Top of Page excerpt
Bao Bao (, meaning "treasure"; colloquially meaning "baby") is a female giant panda cub who was born at the National Zoo in Washington D.C. She lived at the Zoo for four years until February 2017. She is currently located at the China Conservation and Research Center for the Giant Panda in Sichuan Province. She is the sister of Tai Shan, Bei Bei and Xiao Qi Ji.

Life 
Bao Bao was born on August 23, 2013, at 5:30 PM, together with a twin that was stillborn the day after she was born, at the National Zoo in Washington D.C. The cub of Mei Xiang and Tian Tian, Bao Bao is a result of artificial insemination of Mei Xiang on March 23, 2013.

Giant pandas are listed as a vulnerable species, and are protected in part by conservation efforts at reservations and in zoos such as the Smithsonian National Zoo in Washington D.C. Bao Bao is one of only several hundred giant pandas alive today in captivity, among fewer than 2,000 giant pandas in the world, the first surviving panda cub born at the National Zoo since Tai Shan in 2005.

In 2013, there were an unusually high number of giant panda cub births in zoos around the world. In addition to Bao Bao, other giant panda cubs were born in 2013 include: Yuan Zai in Taiwan, twin cubs Mei Lun and Mei Huan at Zoo Atlanta, Fu Bao at Zoo Vienna and Xing Bao at Zoo Madrid.

Naming ceremony and debut 
Bao Bao was named 100 days after her birth. Her name was chosen by voters through the Smithsonian's website. Five names were originally submitted by various dignitaries and groups, including Chinese Ambassador Cui Tiankai, U.S. Ambassador to China Gary Locke, panda keepers at the National Zoo, the fundraising group Friends of the National Zoo and the China Conservation and Research Center for the Giant Panda. The chosen name was submitted by Friends of the National Zoo. The five choices for names were Bao Bao (宝宝), Ling Hua (玲花), Long Yun (龙韵), Mulan (木兰), and Zhen Bao (珍宝).

Michelle Obama, First Lady of the United States, and Peng Liyuan, First Lady of China, each sent special video messages that were played during the naming ceremony. Bao Bao's birth, naming ceremony, and travel to China in 2017 are part of China's panda diplomacy.
Bottom of Page excerpt
### What you need to do
1. Answer these questions about the Bao Bao article:
(a) On what date and at what time was Bao Bao born?
(b) Which group submitted the name that was chosen for her?
(c) Where is Bao Bao currently located?
2. Extract the passage of the Bao Bao article from "Giant pandas are" up to and including "Shan in 2005.", copying it word for word.
Top of Excerpted records
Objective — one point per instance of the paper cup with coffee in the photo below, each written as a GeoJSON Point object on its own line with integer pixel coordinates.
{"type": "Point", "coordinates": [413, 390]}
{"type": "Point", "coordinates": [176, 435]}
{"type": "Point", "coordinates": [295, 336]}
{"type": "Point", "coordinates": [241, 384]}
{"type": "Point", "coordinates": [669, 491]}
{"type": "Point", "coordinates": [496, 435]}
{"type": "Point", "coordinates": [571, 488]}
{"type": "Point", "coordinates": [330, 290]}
Bottom of Excerpted records
### Exercise responses
1.
(a) August 23, 2013, at 5:30 PM
(b) Friends of the National Zoo
(c) At the China Conservation and Research Center for the Giant Panda in Sichuan Province

2.
Giant pandas are listed as a vulnerable species, and are protected in part by conservation efforts at reservations and in zoos such as the Smithsonian National Zoo in Washington D.C. Bao Bao is one of only several hundred giant pandas alive today in captivity, among fewer than 2,000 giant pandas in the world, the first surviving panda cub born at the National Zoo since Tai Shan in 2005.